>>>>>

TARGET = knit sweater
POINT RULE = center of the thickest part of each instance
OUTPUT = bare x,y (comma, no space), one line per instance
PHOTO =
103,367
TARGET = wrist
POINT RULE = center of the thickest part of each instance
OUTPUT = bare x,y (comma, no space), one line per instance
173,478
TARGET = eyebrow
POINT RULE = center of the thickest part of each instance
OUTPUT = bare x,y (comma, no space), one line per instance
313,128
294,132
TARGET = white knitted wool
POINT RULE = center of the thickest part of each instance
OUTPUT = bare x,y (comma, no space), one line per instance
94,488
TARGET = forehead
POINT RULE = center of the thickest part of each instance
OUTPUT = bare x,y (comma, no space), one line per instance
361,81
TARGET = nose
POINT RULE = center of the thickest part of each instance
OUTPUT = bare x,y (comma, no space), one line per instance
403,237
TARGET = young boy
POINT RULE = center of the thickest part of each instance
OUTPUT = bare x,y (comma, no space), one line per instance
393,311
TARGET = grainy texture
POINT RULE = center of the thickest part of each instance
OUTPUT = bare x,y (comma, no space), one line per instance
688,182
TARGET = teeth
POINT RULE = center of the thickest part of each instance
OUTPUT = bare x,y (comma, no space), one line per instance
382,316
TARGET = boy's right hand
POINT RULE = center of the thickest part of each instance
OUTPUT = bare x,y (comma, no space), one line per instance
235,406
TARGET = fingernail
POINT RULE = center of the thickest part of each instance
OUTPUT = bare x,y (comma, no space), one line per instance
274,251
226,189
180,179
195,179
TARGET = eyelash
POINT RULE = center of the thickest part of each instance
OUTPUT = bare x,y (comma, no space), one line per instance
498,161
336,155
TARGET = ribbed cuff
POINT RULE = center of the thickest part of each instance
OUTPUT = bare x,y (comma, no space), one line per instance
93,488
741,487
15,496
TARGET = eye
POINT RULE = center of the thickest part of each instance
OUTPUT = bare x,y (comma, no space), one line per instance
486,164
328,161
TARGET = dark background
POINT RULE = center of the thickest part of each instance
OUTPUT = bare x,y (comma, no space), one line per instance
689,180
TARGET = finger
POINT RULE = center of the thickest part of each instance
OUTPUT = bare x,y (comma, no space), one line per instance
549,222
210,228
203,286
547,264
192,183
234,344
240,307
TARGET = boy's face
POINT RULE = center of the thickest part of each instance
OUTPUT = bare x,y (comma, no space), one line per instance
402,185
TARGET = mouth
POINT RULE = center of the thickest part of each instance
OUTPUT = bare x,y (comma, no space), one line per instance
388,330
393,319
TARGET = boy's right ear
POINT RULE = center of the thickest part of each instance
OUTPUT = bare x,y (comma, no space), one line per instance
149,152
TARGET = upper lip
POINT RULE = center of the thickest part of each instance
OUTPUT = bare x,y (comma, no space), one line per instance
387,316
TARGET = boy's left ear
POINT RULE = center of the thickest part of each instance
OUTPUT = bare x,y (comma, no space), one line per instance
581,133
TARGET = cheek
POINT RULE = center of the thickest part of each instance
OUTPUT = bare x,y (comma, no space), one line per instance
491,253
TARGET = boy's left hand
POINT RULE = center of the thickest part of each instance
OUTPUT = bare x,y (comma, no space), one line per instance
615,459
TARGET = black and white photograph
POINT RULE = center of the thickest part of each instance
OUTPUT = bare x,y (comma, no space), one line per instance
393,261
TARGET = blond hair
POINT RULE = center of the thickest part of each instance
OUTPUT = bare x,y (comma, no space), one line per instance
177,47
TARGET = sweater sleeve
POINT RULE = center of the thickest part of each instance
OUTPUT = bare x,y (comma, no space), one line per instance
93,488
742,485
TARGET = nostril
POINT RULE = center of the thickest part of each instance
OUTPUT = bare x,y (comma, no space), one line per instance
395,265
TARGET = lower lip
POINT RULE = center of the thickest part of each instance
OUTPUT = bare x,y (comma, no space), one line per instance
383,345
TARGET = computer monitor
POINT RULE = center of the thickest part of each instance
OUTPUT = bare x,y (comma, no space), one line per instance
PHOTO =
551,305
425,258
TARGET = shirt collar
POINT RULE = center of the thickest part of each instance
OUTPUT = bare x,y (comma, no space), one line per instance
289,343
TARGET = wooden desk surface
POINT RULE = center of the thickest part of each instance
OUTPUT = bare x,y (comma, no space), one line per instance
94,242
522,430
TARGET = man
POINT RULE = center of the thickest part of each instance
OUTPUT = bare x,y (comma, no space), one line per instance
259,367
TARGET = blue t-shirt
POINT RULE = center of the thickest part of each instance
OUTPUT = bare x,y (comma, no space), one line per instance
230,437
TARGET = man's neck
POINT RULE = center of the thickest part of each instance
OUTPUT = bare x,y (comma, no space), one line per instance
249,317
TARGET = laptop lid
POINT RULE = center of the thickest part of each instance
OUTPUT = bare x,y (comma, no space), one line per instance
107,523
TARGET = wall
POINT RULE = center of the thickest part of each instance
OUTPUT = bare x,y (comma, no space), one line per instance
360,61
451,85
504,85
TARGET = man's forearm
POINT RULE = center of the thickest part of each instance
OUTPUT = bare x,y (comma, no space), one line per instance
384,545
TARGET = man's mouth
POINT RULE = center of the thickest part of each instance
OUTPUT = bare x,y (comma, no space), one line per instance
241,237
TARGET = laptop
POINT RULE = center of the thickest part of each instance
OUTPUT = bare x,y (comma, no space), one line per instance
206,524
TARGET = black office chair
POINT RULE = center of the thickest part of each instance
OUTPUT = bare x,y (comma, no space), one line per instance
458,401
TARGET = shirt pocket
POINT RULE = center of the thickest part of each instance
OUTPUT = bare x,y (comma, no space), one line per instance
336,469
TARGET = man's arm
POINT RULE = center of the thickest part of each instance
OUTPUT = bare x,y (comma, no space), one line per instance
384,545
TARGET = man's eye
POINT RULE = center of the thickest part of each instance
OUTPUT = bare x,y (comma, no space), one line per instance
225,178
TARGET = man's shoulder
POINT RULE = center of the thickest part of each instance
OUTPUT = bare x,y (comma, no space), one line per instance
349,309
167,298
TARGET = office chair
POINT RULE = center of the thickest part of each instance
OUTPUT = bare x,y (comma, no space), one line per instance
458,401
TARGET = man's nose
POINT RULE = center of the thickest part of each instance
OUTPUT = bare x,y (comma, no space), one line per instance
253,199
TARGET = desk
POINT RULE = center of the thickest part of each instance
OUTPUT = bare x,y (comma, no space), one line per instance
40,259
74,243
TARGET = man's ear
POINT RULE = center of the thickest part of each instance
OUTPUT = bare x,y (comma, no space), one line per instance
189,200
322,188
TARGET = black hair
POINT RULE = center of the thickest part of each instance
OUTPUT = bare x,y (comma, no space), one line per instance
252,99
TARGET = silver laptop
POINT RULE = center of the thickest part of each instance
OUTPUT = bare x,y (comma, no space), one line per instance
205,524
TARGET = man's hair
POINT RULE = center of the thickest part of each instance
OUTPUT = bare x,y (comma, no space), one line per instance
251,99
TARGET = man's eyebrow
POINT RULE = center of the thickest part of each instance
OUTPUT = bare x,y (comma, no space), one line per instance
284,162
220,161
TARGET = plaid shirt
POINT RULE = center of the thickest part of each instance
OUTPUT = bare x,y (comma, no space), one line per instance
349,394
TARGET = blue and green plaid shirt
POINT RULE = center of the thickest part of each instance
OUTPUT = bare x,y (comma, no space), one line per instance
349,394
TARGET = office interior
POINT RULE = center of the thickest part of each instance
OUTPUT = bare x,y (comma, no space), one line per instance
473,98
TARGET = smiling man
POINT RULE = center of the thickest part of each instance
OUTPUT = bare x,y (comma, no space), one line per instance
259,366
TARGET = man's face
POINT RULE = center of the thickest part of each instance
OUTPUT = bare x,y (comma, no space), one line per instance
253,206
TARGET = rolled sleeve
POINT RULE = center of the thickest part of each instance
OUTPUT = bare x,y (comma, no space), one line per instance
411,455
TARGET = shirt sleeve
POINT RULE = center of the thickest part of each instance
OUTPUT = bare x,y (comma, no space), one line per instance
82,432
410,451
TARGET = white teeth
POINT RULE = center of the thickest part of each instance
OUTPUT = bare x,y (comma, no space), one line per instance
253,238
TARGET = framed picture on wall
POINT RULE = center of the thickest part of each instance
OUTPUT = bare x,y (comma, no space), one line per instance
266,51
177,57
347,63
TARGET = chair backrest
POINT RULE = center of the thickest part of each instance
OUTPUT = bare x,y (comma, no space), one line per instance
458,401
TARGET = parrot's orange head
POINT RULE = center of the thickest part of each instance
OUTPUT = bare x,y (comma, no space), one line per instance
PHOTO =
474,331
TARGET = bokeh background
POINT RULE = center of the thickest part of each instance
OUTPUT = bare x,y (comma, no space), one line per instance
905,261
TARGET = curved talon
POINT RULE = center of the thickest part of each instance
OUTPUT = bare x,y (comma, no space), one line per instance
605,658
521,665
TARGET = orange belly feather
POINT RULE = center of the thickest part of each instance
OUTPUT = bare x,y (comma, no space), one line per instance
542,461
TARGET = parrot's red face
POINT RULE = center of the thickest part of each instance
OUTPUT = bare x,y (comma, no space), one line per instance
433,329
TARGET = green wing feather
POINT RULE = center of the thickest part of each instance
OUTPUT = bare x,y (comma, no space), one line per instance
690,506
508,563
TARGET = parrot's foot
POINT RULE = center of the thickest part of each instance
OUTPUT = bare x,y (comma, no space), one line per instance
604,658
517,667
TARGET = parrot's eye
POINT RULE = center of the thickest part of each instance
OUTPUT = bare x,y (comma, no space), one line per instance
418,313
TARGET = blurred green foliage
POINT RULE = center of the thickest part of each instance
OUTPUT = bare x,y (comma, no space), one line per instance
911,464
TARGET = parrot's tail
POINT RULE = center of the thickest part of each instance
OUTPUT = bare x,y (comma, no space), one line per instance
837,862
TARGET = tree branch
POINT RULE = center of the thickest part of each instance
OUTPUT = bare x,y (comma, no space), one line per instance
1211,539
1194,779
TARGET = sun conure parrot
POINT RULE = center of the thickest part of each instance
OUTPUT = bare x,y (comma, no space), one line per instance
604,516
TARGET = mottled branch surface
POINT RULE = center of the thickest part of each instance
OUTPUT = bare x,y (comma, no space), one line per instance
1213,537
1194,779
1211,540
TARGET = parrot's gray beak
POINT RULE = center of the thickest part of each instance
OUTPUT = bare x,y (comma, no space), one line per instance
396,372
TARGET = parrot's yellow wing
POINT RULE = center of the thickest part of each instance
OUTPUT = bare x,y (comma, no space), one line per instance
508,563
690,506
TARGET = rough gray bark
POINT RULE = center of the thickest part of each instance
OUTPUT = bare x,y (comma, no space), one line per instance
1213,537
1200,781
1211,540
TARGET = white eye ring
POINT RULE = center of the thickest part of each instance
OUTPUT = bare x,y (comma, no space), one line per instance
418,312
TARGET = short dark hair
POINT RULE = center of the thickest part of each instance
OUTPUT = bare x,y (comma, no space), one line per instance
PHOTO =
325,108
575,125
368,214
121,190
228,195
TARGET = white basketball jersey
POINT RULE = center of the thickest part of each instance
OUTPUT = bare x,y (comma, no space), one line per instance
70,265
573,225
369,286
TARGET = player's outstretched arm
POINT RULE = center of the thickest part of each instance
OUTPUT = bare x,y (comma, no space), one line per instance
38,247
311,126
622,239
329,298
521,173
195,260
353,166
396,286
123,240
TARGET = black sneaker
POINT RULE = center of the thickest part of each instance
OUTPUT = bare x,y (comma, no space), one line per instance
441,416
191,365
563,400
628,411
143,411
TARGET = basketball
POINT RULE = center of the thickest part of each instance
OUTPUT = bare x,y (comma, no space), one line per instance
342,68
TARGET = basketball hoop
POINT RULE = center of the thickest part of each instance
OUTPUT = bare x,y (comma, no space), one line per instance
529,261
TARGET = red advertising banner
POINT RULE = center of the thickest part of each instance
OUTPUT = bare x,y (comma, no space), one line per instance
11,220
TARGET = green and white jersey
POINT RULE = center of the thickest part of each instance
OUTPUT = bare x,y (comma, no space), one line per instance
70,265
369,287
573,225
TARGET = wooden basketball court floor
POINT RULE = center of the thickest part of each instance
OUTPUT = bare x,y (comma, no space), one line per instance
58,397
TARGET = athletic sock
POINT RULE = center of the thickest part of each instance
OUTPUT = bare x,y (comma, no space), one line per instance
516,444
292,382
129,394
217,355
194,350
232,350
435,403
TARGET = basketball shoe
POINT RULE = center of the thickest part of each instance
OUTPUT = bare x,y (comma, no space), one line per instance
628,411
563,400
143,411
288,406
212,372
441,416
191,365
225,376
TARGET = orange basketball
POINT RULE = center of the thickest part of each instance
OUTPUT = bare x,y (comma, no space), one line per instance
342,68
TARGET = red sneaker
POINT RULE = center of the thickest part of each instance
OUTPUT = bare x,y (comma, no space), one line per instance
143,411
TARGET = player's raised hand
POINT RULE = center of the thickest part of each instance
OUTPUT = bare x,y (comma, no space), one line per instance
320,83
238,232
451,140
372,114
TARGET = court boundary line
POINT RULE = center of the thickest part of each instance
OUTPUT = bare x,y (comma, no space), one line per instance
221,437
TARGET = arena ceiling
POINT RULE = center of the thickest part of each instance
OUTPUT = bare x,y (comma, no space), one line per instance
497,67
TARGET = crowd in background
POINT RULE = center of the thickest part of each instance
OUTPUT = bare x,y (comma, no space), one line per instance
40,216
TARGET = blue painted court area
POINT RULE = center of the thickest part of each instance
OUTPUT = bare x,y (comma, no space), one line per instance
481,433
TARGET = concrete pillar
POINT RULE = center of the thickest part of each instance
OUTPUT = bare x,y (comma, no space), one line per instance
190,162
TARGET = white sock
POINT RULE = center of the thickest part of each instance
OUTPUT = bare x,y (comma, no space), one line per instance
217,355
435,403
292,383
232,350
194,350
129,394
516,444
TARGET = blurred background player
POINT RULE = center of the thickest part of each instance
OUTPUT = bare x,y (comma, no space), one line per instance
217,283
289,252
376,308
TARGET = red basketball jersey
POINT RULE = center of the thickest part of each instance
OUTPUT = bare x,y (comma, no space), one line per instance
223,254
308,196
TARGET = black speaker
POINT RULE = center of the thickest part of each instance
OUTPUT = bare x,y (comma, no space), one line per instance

<<<<<

Your goal:
Each line from the one containing "TARGET = blue painted court area" to the end of the records should be echoed exactly, and no other line.

Response to the exercise:
TARGET = blue painted court area
POINT RULE = center of the thickest part of each instance
OUTPUT = bare x,y (comma, no space), one line per instance
481,433
TARGET = concrete pillar
POINT RULE = center of the thickest part of each instance
OUTPUT = bare x,y (comma, no space), one line per instance
190,162
TARGET = white sock
POINT RULE = center of the thickest part of each instance
OUTPUT = bare x,y (comma, no space), one line per instance
217,355
435,403
292,383
232,350
194,350
129,394
516,444
TARGET = blurred background player
POINT RULE = center of the thickest part of each instance
OUTPUT = bare x,y (comma, no space), one line per instance
217,283
289,252
376,308
TARGET = red basketball jersey
POINT RULE = center of the thickest part of each instance
OUTPUT = bare x,y (comma, no space), one line per instance
223,254
308,196
TARGET = black speaker
POINT RULE = center of the thickest part of each instance
OUTPUT = bare x,y (comma, no space), one line per instance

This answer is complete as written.